WHAT TO WORK ON:
Put every line of the items below into a JSON list of strings, one string per line, leaving out blank lines. Omit the pictures from the list.

(Object pointing items for photos)

○ ○ ○ ○ ○

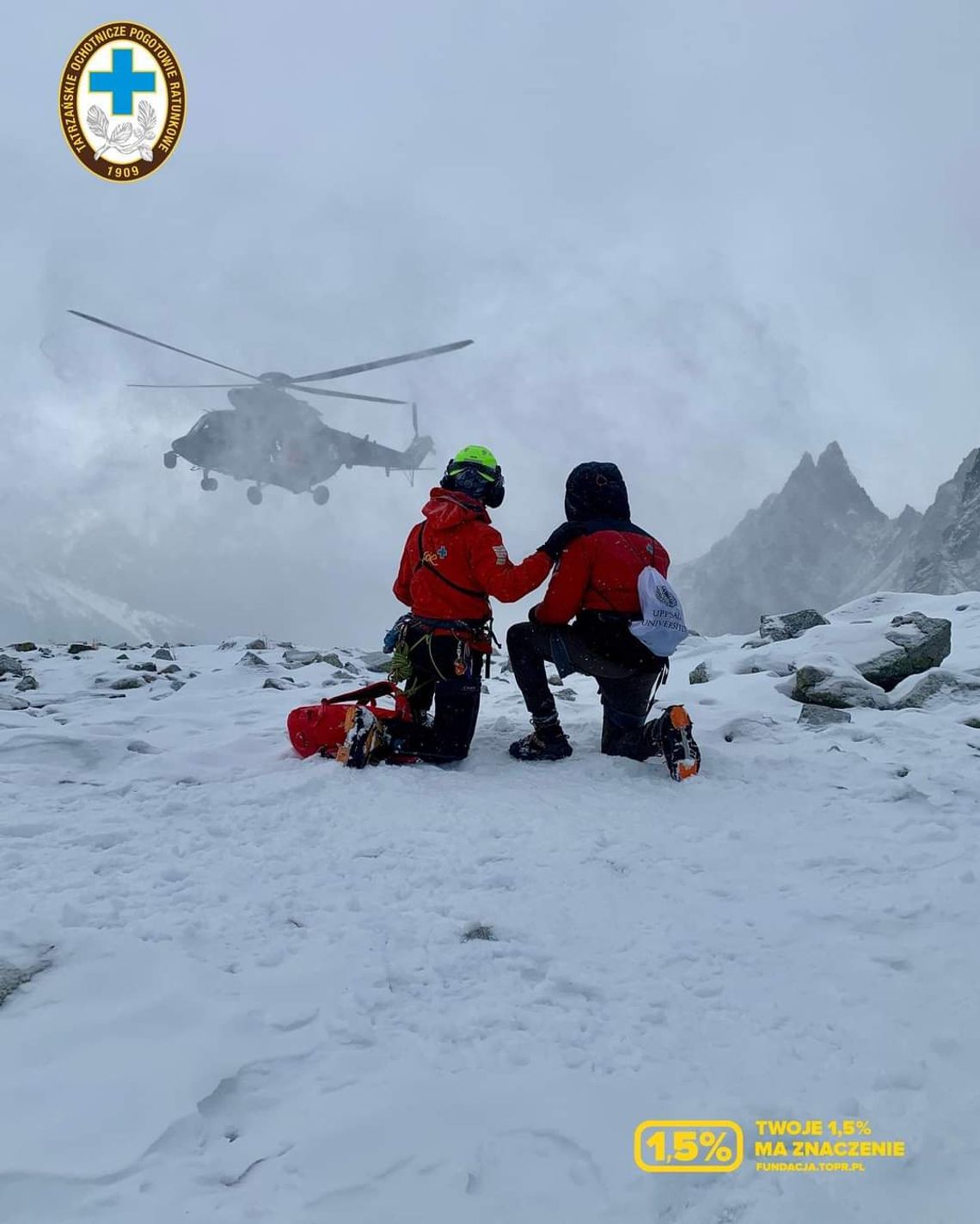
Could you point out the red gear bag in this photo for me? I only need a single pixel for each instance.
(321, 728)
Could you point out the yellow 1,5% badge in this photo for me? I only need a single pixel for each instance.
(688, 1146)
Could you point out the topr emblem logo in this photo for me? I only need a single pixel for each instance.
(123, 101)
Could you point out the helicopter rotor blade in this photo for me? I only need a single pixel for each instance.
(346, 395)
(384, 361)
(190, 386)
(159, 344)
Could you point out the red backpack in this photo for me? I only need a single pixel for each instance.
(321, 728)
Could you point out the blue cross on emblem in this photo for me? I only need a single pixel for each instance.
(123, 83)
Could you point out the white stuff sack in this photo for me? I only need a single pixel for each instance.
(662, 627)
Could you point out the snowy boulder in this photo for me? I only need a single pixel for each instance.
(821, 715)
(919, 643)
(377, 661)
(841, 689)
(294, 658)
(10, 666)
(130, 682)
(935, 688)
(789, 624)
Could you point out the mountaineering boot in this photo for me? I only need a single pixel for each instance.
(364, 738)
(677, 742)
(546, 744)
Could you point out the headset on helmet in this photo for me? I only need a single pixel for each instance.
(476, 473)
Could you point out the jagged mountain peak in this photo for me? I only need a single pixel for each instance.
(832, 456)
(821, 542)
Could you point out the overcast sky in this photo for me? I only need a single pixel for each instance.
(693, 237)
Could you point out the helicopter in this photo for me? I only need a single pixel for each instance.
(272, 438)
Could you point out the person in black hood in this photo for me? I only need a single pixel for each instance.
(596, 584)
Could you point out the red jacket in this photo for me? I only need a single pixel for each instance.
(598, 572)
(457, 542)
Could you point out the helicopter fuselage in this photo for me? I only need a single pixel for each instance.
(269, 438)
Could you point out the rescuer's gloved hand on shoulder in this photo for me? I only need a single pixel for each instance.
(560, 539)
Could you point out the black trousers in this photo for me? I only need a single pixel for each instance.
(445, 676)
(624, 686)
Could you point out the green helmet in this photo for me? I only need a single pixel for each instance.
(474, 470)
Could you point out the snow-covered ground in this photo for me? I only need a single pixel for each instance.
(260, 1005)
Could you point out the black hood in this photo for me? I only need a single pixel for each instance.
(596, 491)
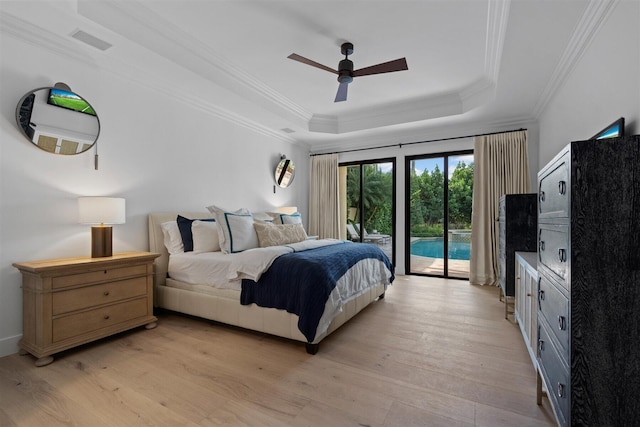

○ ○ ○ ○ ○

RESPONSE:
[
  "Could you point out the red gear bag in this photo for me? I only need a single pixel for each instance.",
  "(321, 728)",
  "Could you point out the yellow 1,5% badge in this photo for me? I only need a single pixel for each instance.",
  "(688, 1146)",
  "Could you point out the topr emblem logo in this photo for me? I only need a single pixel for each instance.",
  "(123, 101)",
  "Could you point out the helicopter rotor blade in this photo for me? I only need a single pixel for each instance.",
  "(346, 395)",
  "(384, 361)",
  "(190, 386)",
  "(159, 344)",
  "Could you point out the red backpack in this photo for me? I only need a single pixel for each instance.",
  "(321, 728)",
  "Could you point out the blue cross on emblem in this photo for me? I only need a single pixel for each instance.",
  "(123, 83)",
  "Could you point out the white stuff sack in this photo for me? I only need a single pixel for each instance.",
  "(662, 627)",
  "Could you point out the snowy boulder in this photo for me? I only need a single pixel for each instance.",
  "(821, 715)",
  "(919, 643)",
  "(377, 661)",
  "(841, 689)",
  "(294, 658)",
  "(10, 666)",
  "(130, 682)",
  "(935, 688)",
  "(789, 624)",
  "Could you point out the mountaineering boot in this photo for me? I only need a single pixel for each instance.",
  "(364, 738)",
  "(677, 742)",
  "(546, 744)",
  "Could you point out the headset on helmet in this photo for me? I only need a single pixel for each instance.",
  "(476, 473)",
  "Could you point out the jagged mountain peak in this photo for me? I only need a single pixel for each instance.",
  "(832, 456)",
  "(821, 542)",
  "Could you point out the overcast sky in this photo for me? I only need a single pixel for each instance.",
  "(693, 237)",
  "Could you point out the helicopter in this photo for me? I only need a single pixel for each instance.",
  "(272, 438)",
  "Could you point out the person in black hood in this photo for me? I only need a single pixel for each instance.",
  "(596, 584)",
  "Could you point out the red jacket in this photo for me? I only need a single pixel for each instance.",
  "(598, 572)",
  "(457, 542)",
  "Could you point out the helicopter fuselage in this photo for me? I only need a single pixel for each instance.",
  "(269, 438)",
  "Could you point out the rescuer's gloved hand on shoulder in this photo for me? I only need a single pixel for each instance.",
  "(560, 539)",
  "Could you point out the black trousers in this photo for me? I only need a single pixel for each instance.",
  "(445, 676)",
  "(624, 686)",
  "Could you point out the green helmet in this photo for me? I only need a single pixel for each instance.",
  "(474, 470)",
  "Could you point out the snow-covered ground in this photo for me? I only need a single pixel for each instance.",
  "(260, 1005)",
  "Could you point out the black hood in this photo for me? I only need a single pixel for each instance.",
  "(596, 491)"
]